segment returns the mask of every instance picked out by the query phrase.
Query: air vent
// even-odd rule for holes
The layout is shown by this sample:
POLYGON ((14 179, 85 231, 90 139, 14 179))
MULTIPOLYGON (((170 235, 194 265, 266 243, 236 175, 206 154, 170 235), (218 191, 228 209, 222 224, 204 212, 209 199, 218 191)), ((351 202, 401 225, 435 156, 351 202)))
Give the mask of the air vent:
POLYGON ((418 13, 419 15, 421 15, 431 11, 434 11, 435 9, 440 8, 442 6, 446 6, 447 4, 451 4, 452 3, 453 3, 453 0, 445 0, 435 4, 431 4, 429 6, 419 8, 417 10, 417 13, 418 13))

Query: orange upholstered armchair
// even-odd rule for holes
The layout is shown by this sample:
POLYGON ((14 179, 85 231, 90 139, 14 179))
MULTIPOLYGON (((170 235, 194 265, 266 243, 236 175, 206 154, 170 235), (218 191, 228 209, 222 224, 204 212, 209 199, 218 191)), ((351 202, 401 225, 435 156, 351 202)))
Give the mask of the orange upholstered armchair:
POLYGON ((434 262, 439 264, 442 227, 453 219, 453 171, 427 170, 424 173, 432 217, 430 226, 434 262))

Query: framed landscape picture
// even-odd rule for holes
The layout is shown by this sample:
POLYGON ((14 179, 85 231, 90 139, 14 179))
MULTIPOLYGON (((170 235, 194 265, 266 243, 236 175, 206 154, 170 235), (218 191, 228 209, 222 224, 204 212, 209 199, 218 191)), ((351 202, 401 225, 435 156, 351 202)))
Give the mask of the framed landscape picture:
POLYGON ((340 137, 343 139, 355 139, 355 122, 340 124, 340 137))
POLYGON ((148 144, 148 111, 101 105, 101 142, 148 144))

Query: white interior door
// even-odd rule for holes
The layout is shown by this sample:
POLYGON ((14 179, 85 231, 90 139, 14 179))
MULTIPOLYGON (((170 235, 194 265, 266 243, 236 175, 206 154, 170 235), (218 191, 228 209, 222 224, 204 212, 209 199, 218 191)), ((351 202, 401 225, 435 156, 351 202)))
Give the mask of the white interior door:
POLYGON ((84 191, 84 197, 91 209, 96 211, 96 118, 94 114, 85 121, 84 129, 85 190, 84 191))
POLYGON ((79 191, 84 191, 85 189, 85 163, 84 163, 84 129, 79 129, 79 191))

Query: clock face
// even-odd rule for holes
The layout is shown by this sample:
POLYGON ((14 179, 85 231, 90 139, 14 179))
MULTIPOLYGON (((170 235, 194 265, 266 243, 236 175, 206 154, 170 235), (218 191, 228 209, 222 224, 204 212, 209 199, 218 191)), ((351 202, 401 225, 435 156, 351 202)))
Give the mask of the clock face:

» **Required task**
Reproduce every entry above line for line, with no changes.

» **Finished exercise**
segment returns the mask of every instance picked out by the query phrase.
Query: air vent
// even-odd rule for holes
The layout is shown by this sample:
POLYGON ((14 179, 85 231, 90 139, 14 179))
MULTIPOLYGON (((170 235, 194 265, 266 243, 236 175, 206 154, 170 235), (218 191, 228 209, 222 224, 204 212, 209 199, 218 191)), ((351 202, 401 225, 435 156, 351 202)))
Give the mask of the air vent:
POLYGON ((418 13, 419 15, 421 15, 431 11, 434 11, 435 9, 440 8, 442 6, 446 6, 447 4, 451 4, 452 3, 453 3, 453 0, 445 0, 435 4, 431 4, 429 6, 419 8, 417 10, 417 13, 418 13))

Query: orange upholstered armchair
// even-odd rule for holes
The layout is shown by this sample:
POLYGON ((14 179, 85 231, 90 139, 14 179))
MULTIPOLYGON (((170 235, 194 265, 266 243, 236 175, 206 154, 170 235), (218 191, 228 209, 222 224, 204 212, 209 199, 218 191)), ((351 202, 401 225, 435 156, 351 202)))
Give the mask of the orange upholstered armchair:
POLYGON ((434 262, 439 264, 442 227, 453 219, 453 171, 427 170, 424 173, 432 217, 430 226, 434 262))

Query: framed landscape picture
// even-odd rule for holes
The layout is shown by this sample:
POLYGON ((14 179, 85 231, 90 139, 14 179))
MULTIPOLYGON (((170 235, 194 265, 266 243, 236 175, 206 154, 170 235), (218 191, 228 209, 222 224, 204 212, 209 199, 218 191)), ((351 202, 401 225, 435 156, 351 202)))
Give the mask of the framed landscape picture:
POLYGON ((340 137, 343 139, 355 139, 355 122, 340 124, 340 137))
POLYGON ((148 144, 148 111, 101 105, 101 142, 148 144))

Query: white interior door
// even-odd rule for holes
The layout is shown by this sample:
POLYGON ((14 179, 85 231, 90 139, 14 179))
MULTIPOLYGON (((170 235, 194 265, 266 243, 236 175, 206 154, 170 235), (218 191, 228 209, 222 224, 204 212, 209 199, 218 191)), ((351 202, 401 225, 435 156, 351 202)))
Give the mask of the white interior door:
POLYGON ((84 191, 84 197, 91 209, 96 211, 96 118, 94 114, 85 121, 84 129, 85 190, 84 191))
POLYGON ((79 191, 84 191, 85 189, 85 163, 84 163, 84 129, 79 129, 79 191))

Query: clock face
// even-odd rule for holes
The layout is shown by this sample:
POLYGON ((14 179, 85 231, 90 139, 14 179))
MULTIPOLYGON (((170 235, 194 265, 266 243, 236 175, 206 154, 170 235), (218 191, 228 209, 222 224, 204 212, 209 199, 218 191)), ((351 202, 401 225, 435 156, 351 202)))
Give the mask of the clock face:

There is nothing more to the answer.